** The records **
++++
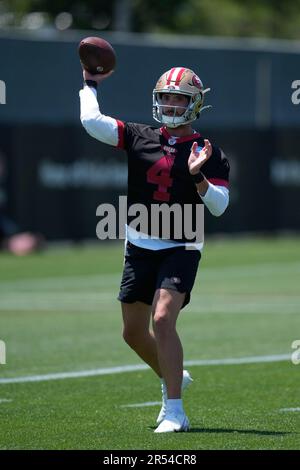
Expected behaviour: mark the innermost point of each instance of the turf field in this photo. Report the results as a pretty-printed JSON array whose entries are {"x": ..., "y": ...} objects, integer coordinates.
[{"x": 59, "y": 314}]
++++
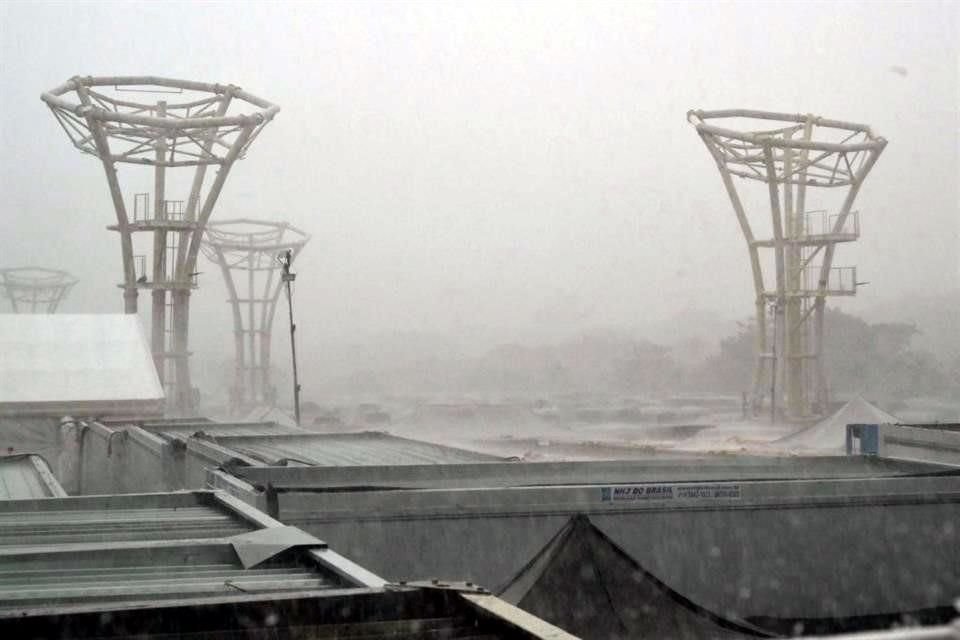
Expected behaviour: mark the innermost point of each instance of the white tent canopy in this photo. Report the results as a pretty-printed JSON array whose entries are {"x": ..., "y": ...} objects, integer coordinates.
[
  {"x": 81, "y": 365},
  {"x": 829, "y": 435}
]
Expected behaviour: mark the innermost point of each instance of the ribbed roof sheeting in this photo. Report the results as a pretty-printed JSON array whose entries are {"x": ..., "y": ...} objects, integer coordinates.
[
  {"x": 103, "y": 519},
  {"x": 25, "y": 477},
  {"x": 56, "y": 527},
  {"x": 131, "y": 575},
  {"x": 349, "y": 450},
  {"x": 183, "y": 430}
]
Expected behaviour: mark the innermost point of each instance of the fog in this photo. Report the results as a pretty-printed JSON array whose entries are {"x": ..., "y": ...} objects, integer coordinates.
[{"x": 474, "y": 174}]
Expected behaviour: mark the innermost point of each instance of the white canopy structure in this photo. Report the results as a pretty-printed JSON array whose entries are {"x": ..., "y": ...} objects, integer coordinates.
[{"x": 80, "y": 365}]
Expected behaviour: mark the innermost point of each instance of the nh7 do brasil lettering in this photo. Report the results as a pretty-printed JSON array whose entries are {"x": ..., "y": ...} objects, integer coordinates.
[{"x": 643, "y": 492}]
++++
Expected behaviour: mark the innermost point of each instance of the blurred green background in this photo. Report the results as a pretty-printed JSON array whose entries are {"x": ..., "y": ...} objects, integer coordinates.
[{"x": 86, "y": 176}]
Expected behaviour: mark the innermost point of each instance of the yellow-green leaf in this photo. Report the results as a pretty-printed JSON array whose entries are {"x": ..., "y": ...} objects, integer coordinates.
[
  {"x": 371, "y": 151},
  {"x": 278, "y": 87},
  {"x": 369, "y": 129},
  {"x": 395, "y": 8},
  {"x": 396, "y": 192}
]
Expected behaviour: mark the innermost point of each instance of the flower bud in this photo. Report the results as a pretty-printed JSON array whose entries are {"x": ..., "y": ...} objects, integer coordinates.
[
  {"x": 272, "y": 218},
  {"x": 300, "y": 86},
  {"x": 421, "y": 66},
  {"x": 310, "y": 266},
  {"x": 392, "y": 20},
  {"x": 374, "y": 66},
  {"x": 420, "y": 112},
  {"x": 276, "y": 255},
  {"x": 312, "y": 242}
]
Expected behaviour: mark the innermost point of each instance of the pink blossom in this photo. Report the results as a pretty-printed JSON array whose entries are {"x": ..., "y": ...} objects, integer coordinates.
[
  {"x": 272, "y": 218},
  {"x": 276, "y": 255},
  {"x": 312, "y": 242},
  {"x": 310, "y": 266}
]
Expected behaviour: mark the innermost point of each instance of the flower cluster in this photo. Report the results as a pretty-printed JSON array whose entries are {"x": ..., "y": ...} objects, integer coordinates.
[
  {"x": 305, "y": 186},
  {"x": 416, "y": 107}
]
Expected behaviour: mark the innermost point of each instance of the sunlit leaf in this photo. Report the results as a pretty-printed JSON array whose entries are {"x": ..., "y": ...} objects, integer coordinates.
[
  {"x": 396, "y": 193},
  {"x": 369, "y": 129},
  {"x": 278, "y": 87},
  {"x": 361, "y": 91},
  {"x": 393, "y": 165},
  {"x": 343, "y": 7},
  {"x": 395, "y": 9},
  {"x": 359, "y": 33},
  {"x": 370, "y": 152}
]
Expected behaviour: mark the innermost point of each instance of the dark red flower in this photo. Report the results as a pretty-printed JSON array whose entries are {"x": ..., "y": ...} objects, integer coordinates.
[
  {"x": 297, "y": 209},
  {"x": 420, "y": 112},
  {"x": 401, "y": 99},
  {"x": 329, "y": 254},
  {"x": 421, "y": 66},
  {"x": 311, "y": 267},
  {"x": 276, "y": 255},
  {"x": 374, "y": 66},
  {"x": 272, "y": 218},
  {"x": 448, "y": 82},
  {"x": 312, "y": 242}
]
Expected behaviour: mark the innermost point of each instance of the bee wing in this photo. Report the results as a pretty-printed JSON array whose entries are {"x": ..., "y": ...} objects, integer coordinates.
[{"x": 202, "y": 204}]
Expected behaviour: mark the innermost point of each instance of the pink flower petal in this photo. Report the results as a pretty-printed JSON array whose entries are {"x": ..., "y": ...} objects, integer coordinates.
++++
Pull out each line of the records above that contains the word "white", copying it in full.

** Expected answer **
Expected behaviour: mark the innermost point of each instance of the white tent canopy in this photo. Report the results as a pretty-printed JSON array whose entries are {"x": ..., "y": ...} objects, integer coordinates.
Expected behaviour: mark the innermost point of each instance of the white canopy structure in this photo. Report the results as a pretty-printed JSON array whose entries are {"x": ..., "y": ...} objects, integer coordinates.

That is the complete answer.